▸ **TEXT EXCERPT**:

In her March testimony before the House, Mrs. Wilson described an impromptu meeting at the CIA in which another agency officer received a phone call from the vice president’s office inquiring about Niger and uranium. “A young junior officer who worked for me came to me very concerned, very upset,” Wilson testified. “She had just received a telephone call on her desk from someone, I don’t know who, in the Office of the Vice President, asking about this report of this alleged sale of yellowcake uranium from Niger to Iraq.”
It was not clear from Mrs. Wilson’s testimony why the junior officer was upset. But as the young officer told her story, Mrs. Wilson continued, an element of chance intruded. “As she was telling me what had just happened, someone passed by, another officer heard this. He knew that Joe had already — my husband — had already gone on some CIA missions previously to deal with other nuclear matters. And he suggested, ‘Well, why don’t we send Joe?’” That, Mrs. Wilson testified, was the beginning of her husband’s mission to Africa.
Sen. Bond’s additional views say the CIA’s inspector general told the Senate Intelligence Committee that Mrs. Wilson “made the suggestion” that her husband look into the Iraq Niger uranium matter. And Bond has been unable to find evidence to support Mrs. Wilson’s impromptu meeting story:
One area of inquiry which now seems to be unresolved is why Mrs. Wilson provided different testimony to the CIA Inspector General, our committee staff, and the House committee on Oversight and Government Reform. The account of a discussion among three colleagues about a phone call from the vice president is new to us, and apparently new to the CIA which has been unable to find the alleged participants. Still, it is a story worth exploring. For that reason, Senator Bond has written to the CIA seeking interviews with the individuals involved, including a re-interview with Mrs. Wilson. We hope that these witnesses will enable us to tie up these loose ends once and for all.

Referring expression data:
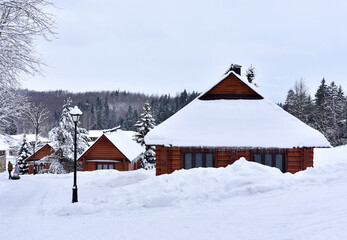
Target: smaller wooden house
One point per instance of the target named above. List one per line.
(44, 151)
(2, 160)
(113, 150)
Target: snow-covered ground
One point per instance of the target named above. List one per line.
(242, 201)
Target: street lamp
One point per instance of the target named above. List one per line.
(75, 114)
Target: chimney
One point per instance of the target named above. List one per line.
(236, 68)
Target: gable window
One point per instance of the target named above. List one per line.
(102, 166)
(198, 159)
(270, 159)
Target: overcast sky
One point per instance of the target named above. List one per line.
(168, 46)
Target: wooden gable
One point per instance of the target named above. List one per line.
(231, 87)
(103, 149)
(41, 153)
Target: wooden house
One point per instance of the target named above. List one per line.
(113, 150)
(232, 120)
(44, 151)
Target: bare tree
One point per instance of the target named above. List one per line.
(37, 114)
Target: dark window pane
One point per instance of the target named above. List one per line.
(187, 160)
(209, 160)
(268, 160)
(279, 162)
(198, 160)
(257, 158)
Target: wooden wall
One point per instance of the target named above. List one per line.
(169, 159)
(231, 88)
(105, 150)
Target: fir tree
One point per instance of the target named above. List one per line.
(299, 103)
(250, 74)
(62, 137)
(23, 153)
(144, 125)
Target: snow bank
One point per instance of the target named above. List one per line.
(141, 189)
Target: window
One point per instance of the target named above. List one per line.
(198, 159)
(270, 159)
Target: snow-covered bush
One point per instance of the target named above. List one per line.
(62, 138)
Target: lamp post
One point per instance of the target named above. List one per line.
(75, 114)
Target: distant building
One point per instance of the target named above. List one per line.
(44, 151)
(232, 120)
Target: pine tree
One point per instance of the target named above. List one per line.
(23, 153)
(250, 74)
(299, 103)
(144, 125)
(62, 137)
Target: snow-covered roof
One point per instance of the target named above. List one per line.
(125, 144)
(30, 138)
(247, 123)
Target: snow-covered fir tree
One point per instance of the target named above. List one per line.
(143, 126)
(62, 138)
(23, 153)
(299, 102)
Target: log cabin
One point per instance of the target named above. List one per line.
(44, 151)
(229, 121)
(113, 150)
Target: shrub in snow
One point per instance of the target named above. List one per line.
(62, 138)
(144, 125)
(56, 167)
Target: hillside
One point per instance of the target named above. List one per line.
(105, 109)
(243, 201)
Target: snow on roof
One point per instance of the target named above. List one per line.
(125, 144)
(95, 133)
(235, 123)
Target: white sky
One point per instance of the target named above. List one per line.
(168, 46)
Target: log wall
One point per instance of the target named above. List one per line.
(169, 159)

▸ **BRIEF**: Could you condense the paragraph beginning "One area of inquiry" in the Niger uranium text into a short bulleted list that keeps its main facts?

▸ **TASK RESPONSE**:
- Unresolved: why Mrs. Wilson gave different testimony to the CIA Inspector General, the committee staff, and the House Committee on Oversight and Government Reform.
- The account of three colleagues discussing a phone call from the vice president is new to the committee and apparently to the CIA, which has been unable to find the alleged participants.
- The story is still considered worth exploring.
- Senator Bond has written to the CIA seeking interviews with those involved, including a re-interview with Mrs. Wilson.
- The hope is that these witnesses will tie up the loose ends for good.